| Estratto della pagina |
......

Da quel momento oltre 140.000 persone sono rimaste intrappolate in Grecia e oltre 7.000 persone si sono trovate bloccate lungo i centri di transito e campi per richiedenti asilo che sono stati allestiti tra Macedonia e Serbia.
Nella primavera del 2018, vista la difficoltà sempre maggiore di uscire attraverso il confine a nord, tra la Croazia e la Serbia e l’Ungheria, centinaia di migranti hanno iniziato a spostarsi verso la Bosnia-Erzegovina dirigendosi verso il confine occidentale con la Croazia.
Secondo i dati ufficiali, i migranti e i richiedenti asilo su questa rotta sono decine di migliaia mentre il flusso dei migranti provenienti dalla Turchia e approdato sulle isole della Grecia è sempre continuato anche se tutta l’attenzione politica e mediatica si è sempre focalizzata sul flusso del mediterraneo.

......

(Dati di ancoraggio di oggetti in linguaggio naturale)
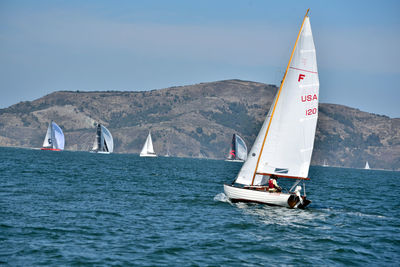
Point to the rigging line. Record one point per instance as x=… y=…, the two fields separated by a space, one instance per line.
x=279 y=92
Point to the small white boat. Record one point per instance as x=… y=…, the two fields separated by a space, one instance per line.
x=104 y=142
x=284 y=145
x=54 y=139
x=148 y=150
x=238 y=152
x=367 y=166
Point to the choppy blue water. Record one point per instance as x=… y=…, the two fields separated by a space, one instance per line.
x=74 y=208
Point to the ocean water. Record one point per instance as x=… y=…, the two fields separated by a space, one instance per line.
x=76 y=208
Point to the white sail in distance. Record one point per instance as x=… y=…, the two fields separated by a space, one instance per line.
x=241 y=148
x=104 y=141
x=285 y=142
x=54 y=138
x=108 y=140
x=148 y=150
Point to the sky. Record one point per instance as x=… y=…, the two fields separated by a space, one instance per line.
x=47 y=46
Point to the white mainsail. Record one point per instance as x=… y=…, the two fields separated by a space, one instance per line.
x=366 y=166
x=241 y=148
x=285 y=142
x=54 y=138
x=108 y=140
x=104 y=142
x=148 y=150
x=58 y=137
x=47 y=143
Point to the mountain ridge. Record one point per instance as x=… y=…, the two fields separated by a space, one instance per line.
x=197 y=121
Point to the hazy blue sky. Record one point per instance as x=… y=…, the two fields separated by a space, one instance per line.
x=47 y=46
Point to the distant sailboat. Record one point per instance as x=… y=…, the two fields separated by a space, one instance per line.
x=148 y=150
x=54 y=139
x=367 y=166
x=104 y=142
x=284 y=145
x=238 y=152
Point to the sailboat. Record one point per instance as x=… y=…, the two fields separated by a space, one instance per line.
x=367 y=166
x=238 y=152
x=148 y=150
x=103 y=143
x=284 y=145
x=54 y=139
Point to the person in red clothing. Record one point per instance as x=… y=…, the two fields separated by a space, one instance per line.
x=273 y=185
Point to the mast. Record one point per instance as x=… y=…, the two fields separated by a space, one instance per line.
x=277 y=97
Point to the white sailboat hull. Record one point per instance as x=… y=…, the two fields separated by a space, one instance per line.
x=238 y=194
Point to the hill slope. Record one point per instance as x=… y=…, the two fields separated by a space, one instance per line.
x=197 y=121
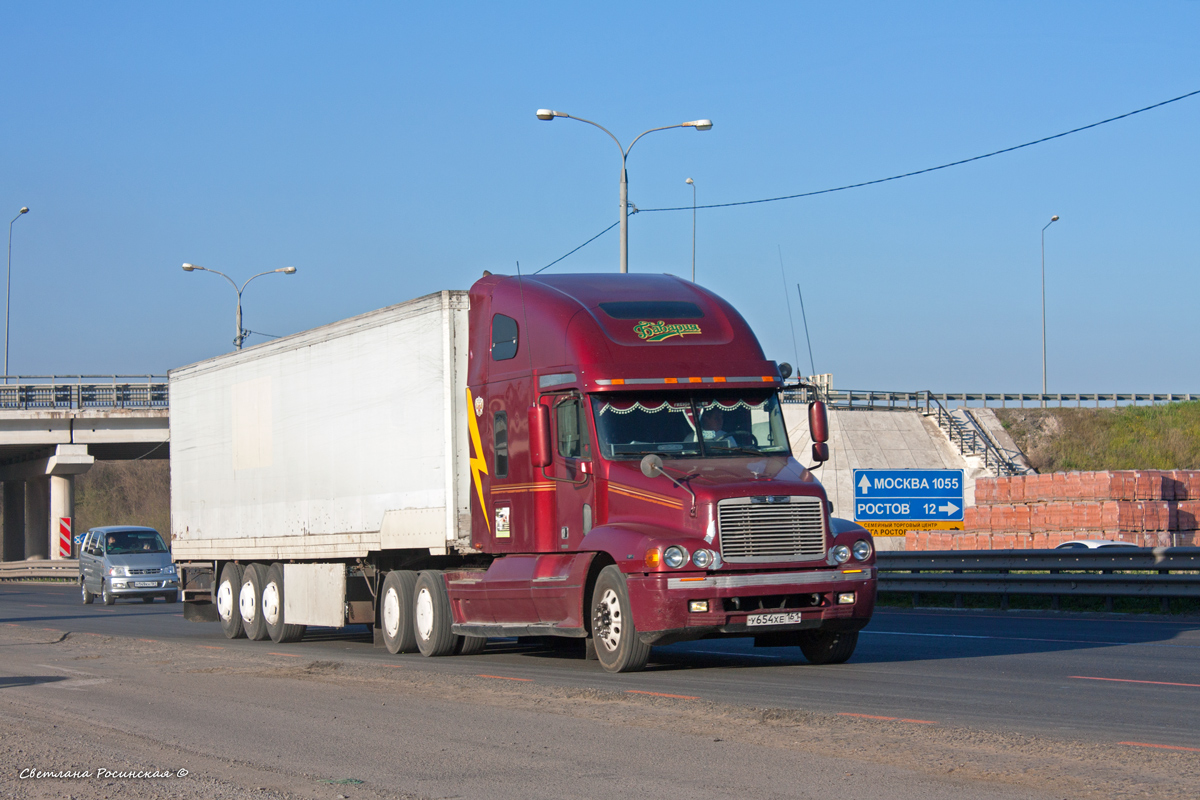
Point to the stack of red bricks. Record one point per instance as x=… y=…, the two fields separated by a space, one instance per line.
x=1147 y=507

......

| Cosa fare |
Per favore, trascrivi parola per parola il tratto dell'estratto sulla rotta dei migranti che va da "Da quel momento" fino a "Macedonia e Serbia.".

| Risposta |
Da quel momento oltre 140.000 persone sono rimaste intrappolate in Grecia e oltre 7.000 persone si sono trovate bloccate lungo i centri di transito e campi per richiedenti asilo che sono stati allestiti tra Macedonia e Serbia.